§ WHAT TO PRODUCE: Would you output the lines from the one containing "x=88, y=106" through the final line of the entries, exactly and with pictures omitted?

§ EXERCISE INPUTS:

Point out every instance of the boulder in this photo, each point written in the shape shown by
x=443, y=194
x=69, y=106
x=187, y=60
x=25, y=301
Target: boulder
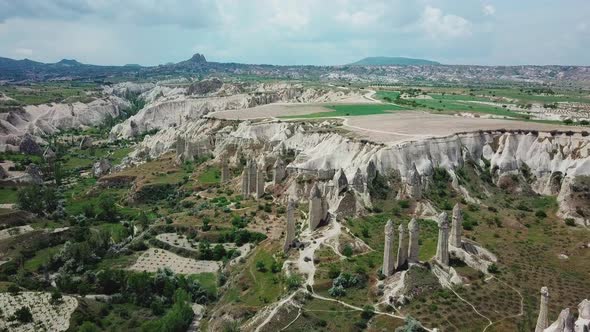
x=29, y=146
x=49, y=156
x=3, y=173
x=86, y=142
x=205, y=87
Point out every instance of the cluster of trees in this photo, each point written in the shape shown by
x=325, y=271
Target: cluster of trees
x=143, y=289
x=344, y=281
x=40, y=200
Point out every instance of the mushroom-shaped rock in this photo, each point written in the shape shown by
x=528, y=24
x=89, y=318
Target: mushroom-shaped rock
x=86, y=142
x=3, y=173
x=29, y=146
x=341, y=181
x=48, y=155
x=101, y=167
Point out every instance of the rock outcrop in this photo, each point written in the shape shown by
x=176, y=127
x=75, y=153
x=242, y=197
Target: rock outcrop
x=29, y=146
x=47, y=119
x=402, y=249
x=388, y=259
x=101, y=167
x=279, y=171
x=542, y=321
x=290, y=229
x=414, y=242
x=456, y=227
x=318, y=209
x=324, y=154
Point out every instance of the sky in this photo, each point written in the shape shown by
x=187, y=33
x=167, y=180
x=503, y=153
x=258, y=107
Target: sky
x=297, y=32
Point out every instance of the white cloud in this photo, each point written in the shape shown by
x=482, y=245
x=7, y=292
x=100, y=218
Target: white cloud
x=489, y=10
x=357, y=18
x=436, y=24
x=23, y=52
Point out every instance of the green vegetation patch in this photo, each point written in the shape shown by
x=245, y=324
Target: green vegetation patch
x=352, y=110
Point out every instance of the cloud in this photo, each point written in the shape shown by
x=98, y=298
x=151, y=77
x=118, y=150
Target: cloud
x=489, y=10
x=190, y=14
x=436, y=24
x=151, y=32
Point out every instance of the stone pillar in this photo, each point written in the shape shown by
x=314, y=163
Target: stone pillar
x=413, y=247
x=279, y=171
x=260, y=180
x=442, y=249
x=402, y=248
x=224, y=169
x=252, y=170
x=340, y=181
x=456, y=227
x=358, y=182
x=542, y=322
x=245, y=187
x=388, y=263
x=290, y=231
x=583, y=322
x=413, y=183
x=565, y=321
x=317, y=207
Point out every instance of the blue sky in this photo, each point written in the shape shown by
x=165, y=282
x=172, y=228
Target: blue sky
x=319, y=32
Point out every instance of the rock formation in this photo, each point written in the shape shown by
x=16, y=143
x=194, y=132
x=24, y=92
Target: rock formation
x=414, y=246
x=86, y=143
x=583, y=322
x=279, y=171
x=456, y=227
x=340, y=182
x=252, y=177
x=101, y=167
x=245, y=187
x=260, y=181
x=402, y=248
x=412, y=187
x=224, y=169
x=542, y=321
x=49, y=156
x=388, y=261
x=442, y=248
x=3, y=173
x=327, y=152
x=29, y=146
x=564, y=323
x=357, y=181
x=318, y=209
x=290, y=231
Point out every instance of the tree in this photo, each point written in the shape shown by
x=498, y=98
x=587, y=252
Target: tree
x=260, y=267
x=108, y=208
x=23, y=315
x=88, y=327
x=347, y=250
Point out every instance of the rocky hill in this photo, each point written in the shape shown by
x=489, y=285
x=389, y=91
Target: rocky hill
x=393, y=61
x=383, y=70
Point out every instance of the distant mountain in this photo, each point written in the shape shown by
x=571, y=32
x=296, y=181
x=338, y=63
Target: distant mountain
x=393, y=61
x=17, y=71
x=67, y=62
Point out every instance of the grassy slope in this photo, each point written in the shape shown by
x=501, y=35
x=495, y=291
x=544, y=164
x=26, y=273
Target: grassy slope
x=352, y=110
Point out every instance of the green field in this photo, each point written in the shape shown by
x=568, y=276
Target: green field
x=352, y=110
x=37, y=94
x=8, y=195
x=41, y=257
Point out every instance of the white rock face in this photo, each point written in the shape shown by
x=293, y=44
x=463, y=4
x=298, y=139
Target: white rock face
x=172, y=107
x=324, y=154
x=48, y=119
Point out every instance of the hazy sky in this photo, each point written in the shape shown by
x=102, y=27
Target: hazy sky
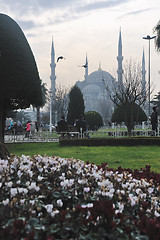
x=86, y=26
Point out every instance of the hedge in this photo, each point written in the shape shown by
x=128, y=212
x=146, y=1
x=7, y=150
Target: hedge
x=127, y=141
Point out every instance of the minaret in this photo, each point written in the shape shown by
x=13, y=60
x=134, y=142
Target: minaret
x=120, y=59
x=143, y=76
x=53, y=76
x=86, y=68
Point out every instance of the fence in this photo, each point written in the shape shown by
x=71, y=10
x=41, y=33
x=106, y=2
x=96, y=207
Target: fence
x=46, y=136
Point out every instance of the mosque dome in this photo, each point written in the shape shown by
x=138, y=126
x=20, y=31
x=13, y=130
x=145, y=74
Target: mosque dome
x=98, y=76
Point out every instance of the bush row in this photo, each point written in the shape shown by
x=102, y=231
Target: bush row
x=111, y=141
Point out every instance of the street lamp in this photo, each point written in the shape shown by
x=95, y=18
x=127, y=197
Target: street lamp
x=50, y=124
x=149, y=81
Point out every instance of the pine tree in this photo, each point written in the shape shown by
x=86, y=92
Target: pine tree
x=76, y=105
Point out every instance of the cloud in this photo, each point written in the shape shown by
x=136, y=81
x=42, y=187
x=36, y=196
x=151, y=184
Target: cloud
x=136, y=12
x=101, y=5
x=26, y=24
x=53, y=11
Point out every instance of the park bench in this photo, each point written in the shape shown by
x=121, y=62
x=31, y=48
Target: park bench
x=71, y=132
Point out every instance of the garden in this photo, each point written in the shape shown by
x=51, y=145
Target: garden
x=49, y=197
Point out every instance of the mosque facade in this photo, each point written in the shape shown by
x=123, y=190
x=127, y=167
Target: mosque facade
x=93, y=87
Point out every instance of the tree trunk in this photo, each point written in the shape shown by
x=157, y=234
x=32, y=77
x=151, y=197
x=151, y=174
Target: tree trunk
x=2, y=120
x=38, y=117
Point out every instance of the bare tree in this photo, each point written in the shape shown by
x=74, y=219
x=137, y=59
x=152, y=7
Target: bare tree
x=60, y=103
x=130, y=92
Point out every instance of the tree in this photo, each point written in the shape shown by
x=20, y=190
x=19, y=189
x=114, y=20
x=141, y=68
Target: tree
x=157, y=39
x=93, y=119
x=44, y=100
x=125, y=113
x=129, y=93
x=156, y=101
x=20, y=83
x=76, y=104
x=61, y=102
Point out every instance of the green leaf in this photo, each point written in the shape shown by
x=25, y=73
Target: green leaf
x=33, y=221
x=142, y=237
x=56, y=194
x=55, y=228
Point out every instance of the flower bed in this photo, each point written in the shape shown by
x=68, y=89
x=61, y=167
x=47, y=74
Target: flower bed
x=55, y=198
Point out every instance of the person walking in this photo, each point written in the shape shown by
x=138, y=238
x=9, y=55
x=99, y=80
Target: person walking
x=154, y=120
x=28, y=129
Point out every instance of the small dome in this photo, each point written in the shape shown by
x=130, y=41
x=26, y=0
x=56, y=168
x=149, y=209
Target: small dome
x=98, y=76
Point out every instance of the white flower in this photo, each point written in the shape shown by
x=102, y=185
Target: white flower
x=40, y=178
x=9, y=184
x=13, y=192
x=90, y=205
x=34, y=186
x=150, y=190
x=54, y=213
x=138, y=191
x=32, y=202
x=22, y=201
x=122, y=192
x=49, y=207
x=59, y=203
x=5, y=202
x=86, y=189
x=156, y=214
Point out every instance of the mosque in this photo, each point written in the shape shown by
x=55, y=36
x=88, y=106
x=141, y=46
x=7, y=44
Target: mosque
x=95, y=95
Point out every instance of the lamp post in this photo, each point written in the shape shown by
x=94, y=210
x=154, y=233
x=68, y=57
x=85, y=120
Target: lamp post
x=50, y=124
x=149, y=80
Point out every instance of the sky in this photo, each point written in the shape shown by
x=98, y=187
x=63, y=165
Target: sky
x=80, y=27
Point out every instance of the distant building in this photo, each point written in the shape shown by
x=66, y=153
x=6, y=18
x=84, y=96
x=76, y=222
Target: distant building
x=93, y=87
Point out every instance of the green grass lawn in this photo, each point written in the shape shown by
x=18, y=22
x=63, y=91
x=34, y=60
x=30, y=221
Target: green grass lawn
x=127, y=157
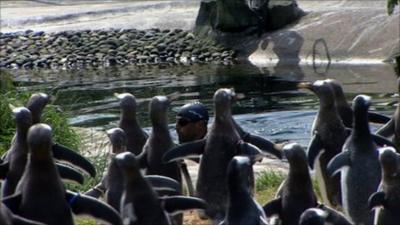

§ EXERCISE RESPONSE:
x=88, y=106
x=141, y=46
x=7, y=44
Target: mosque
x=95, y=95
Point out every instance of the lamp post in this photo, each point written in the shape shown by
x=94, y=210
x=154, y=233
x=68, y=57
x=85, y=120
Target: lamp post
x=50, y=124
x=149, y=80
Point out every instance of the sky in this photo, each point written in the shape shown by
x=98, y=187
x=63, y=165
Target: sky
x=80, y=27
Point out every instance of the distant building in this photo, each point written in the shape shown by
x=66, y=153
x=6, y=18
x=84, y=96
x=76, y=222
Target: distant building
x=93, y=87
Point out every instance of the green grass lawn in this photo, each point written in the shape shown by
x=18, y=22
x=63, y=91
x=34, y=60
x=30, y=221
Target: green grass lawn
x=127, y=157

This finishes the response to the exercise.